> WORK INSTRUCTIONS: Work out how many lines in the material below hold the word "blue". Write only the number.

> LISTED ENTRIES:
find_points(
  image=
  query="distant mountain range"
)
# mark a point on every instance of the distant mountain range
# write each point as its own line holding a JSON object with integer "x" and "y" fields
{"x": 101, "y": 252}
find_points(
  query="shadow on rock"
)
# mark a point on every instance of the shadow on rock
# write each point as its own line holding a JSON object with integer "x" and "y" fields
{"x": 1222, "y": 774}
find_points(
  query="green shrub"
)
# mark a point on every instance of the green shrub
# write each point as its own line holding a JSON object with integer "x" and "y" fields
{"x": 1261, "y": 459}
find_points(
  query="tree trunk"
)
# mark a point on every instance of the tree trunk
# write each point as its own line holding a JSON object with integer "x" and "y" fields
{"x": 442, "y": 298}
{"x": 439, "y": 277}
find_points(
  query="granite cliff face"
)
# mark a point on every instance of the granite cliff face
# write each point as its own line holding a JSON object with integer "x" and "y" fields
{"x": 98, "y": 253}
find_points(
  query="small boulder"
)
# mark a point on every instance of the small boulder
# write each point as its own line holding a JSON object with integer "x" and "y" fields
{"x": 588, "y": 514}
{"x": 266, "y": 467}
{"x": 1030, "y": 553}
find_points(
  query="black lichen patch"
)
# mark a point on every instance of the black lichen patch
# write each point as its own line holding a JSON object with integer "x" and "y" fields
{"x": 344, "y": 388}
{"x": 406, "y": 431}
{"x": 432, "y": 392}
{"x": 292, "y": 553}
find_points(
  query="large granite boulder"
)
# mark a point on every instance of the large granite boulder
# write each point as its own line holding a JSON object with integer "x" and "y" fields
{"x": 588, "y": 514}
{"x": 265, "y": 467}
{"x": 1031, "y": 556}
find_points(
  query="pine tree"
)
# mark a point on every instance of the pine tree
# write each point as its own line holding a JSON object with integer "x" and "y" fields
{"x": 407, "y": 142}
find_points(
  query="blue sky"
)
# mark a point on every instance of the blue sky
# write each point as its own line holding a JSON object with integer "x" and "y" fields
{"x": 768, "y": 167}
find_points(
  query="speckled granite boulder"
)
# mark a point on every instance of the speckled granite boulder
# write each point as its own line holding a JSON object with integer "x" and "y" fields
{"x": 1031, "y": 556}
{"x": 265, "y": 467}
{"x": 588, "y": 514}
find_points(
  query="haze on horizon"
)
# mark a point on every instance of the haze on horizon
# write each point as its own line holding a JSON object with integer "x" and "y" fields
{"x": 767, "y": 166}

==

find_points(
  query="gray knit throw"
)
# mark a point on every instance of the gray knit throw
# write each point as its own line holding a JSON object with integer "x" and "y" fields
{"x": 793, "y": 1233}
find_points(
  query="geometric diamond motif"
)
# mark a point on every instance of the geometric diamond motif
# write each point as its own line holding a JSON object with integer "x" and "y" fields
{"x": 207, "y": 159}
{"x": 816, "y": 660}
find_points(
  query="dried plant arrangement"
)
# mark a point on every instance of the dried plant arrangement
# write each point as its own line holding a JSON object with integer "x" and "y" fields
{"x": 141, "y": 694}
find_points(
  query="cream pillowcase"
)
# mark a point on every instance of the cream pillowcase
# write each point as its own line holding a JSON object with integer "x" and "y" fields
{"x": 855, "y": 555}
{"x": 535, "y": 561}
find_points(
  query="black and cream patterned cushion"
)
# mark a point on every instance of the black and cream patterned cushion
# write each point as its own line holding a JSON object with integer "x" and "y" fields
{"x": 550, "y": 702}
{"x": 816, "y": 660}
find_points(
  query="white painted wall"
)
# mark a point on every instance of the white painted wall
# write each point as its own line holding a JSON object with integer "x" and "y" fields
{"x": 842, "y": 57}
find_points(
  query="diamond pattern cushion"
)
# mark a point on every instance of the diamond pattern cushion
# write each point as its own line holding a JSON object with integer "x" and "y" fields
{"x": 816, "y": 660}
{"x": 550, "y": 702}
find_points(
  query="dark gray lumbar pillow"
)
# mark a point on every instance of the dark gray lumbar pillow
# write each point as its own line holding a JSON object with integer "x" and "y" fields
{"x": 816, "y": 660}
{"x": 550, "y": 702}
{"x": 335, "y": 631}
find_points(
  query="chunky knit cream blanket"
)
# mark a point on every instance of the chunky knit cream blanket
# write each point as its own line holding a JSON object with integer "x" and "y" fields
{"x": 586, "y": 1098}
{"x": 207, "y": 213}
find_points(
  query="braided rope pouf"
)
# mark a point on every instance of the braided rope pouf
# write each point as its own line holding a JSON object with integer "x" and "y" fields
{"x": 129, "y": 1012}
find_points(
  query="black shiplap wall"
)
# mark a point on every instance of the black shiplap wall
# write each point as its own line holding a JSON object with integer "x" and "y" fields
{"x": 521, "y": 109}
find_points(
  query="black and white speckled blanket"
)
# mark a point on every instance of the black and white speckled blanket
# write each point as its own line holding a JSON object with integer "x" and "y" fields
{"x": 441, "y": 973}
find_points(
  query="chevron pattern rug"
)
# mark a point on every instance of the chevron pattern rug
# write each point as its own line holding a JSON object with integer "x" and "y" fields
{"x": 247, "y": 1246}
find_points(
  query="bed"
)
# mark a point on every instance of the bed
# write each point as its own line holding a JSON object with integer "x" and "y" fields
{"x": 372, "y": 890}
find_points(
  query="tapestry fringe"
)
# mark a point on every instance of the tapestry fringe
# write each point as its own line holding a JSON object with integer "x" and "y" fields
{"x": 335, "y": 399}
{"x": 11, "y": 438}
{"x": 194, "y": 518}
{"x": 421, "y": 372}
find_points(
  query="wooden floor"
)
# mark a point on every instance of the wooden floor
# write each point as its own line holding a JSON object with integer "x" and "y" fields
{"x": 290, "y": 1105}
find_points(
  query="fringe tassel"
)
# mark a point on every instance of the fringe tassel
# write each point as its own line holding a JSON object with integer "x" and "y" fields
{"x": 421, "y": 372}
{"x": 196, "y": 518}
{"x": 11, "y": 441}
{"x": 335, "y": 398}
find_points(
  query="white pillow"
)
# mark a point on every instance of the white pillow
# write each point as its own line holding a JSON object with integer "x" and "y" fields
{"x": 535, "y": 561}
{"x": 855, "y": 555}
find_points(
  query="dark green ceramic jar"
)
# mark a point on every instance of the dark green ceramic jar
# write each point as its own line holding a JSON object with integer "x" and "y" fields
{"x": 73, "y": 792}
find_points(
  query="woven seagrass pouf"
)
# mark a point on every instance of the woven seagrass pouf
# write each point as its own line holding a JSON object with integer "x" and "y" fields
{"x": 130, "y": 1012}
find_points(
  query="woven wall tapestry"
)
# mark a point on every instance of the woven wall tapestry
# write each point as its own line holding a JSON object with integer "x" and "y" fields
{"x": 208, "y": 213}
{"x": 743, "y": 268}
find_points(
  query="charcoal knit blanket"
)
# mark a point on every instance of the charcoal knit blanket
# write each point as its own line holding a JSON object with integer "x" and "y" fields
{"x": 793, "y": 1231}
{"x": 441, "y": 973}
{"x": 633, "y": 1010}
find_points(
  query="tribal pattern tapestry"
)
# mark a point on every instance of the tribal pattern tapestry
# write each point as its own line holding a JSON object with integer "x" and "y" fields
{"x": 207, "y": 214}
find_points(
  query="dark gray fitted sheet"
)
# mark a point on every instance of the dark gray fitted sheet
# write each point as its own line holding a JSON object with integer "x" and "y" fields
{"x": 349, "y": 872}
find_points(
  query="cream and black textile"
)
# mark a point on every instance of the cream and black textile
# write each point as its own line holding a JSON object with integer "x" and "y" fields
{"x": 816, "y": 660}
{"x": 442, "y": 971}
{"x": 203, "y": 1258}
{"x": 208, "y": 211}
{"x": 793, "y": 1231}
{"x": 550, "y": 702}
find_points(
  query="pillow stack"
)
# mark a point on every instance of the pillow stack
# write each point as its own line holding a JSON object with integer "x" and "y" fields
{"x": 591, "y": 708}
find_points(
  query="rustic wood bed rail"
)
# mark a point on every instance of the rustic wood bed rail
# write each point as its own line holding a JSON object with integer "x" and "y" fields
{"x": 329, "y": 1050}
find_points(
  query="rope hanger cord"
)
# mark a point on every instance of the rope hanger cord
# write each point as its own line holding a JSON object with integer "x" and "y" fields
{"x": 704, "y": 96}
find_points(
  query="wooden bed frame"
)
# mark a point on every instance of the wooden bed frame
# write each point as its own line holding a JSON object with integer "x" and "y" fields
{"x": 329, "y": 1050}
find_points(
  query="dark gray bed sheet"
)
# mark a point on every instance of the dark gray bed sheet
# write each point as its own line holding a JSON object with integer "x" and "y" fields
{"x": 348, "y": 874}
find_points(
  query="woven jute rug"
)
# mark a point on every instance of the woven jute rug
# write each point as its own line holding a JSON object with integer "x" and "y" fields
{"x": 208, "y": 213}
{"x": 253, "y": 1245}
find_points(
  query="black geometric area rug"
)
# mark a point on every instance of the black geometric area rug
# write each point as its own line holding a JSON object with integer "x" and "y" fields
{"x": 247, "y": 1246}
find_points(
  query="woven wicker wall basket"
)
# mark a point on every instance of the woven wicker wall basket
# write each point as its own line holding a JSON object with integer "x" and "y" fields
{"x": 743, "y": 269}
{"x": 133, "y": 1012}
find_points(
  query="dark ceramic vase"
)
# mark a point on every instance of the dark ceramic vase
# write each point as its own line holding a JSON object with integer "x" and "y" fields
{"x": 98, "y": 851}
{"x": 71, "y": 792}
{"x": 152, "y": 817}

==

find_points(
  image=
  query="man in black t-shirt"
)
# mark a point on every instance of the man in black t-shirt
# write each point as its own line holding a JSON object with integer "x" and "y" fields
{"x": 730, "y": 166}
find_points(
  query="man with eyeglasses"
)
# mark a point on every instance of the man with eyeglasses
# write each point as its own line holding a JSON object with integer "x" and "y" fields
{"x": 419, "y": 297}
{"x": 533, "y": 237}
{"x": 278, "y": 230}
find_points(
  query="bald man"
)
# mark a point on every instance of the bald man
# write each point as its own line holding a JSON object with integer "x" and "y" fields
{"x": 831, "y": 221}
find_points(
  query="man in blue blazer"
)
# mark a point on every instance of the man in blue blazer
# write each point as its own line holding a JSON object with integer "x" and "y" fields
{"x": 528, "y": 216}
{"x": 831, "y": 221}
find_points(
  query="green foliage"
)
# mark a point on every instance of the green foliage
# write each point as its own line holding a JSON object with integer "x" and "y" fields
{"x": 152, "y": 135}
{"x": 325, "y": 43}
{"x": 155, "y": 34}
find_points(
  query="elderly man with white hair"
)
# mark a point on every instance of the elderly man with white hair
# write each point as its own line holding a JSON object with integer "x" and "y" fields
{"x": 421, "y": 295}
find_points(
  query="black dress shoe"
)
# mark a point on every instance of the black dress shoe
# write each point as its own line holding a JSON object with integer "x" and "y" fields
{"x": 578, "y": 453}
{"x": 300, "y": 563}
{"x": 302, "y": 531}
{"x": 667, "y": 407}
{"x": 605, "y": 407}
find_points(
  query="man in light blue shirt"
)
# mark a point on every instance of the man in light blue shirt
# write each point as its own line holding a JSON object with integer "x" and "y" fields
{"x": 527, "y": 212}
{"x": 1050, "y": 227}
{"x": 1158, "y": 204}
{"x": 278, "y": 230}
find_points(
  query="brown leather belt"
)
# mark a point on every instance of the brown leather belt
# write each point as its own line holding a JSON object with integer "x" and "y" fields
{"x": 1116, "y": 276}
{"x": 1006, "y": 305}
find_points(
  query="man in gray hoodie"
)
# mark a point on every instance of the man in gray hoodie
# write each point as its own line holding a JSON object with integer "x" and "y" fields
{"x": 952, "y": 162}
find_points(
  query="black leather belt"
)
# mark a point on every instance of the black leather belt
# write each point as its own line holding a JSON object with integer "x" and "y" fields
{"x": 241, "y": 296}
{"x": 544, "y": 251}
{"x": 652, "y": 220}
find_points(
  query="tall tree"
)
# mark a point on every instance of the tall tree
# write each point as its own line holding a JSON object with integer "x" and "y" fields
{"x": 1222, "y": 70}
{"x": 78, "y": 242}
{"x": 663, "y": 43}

> RESPONSE TO THE EXERCISE: 6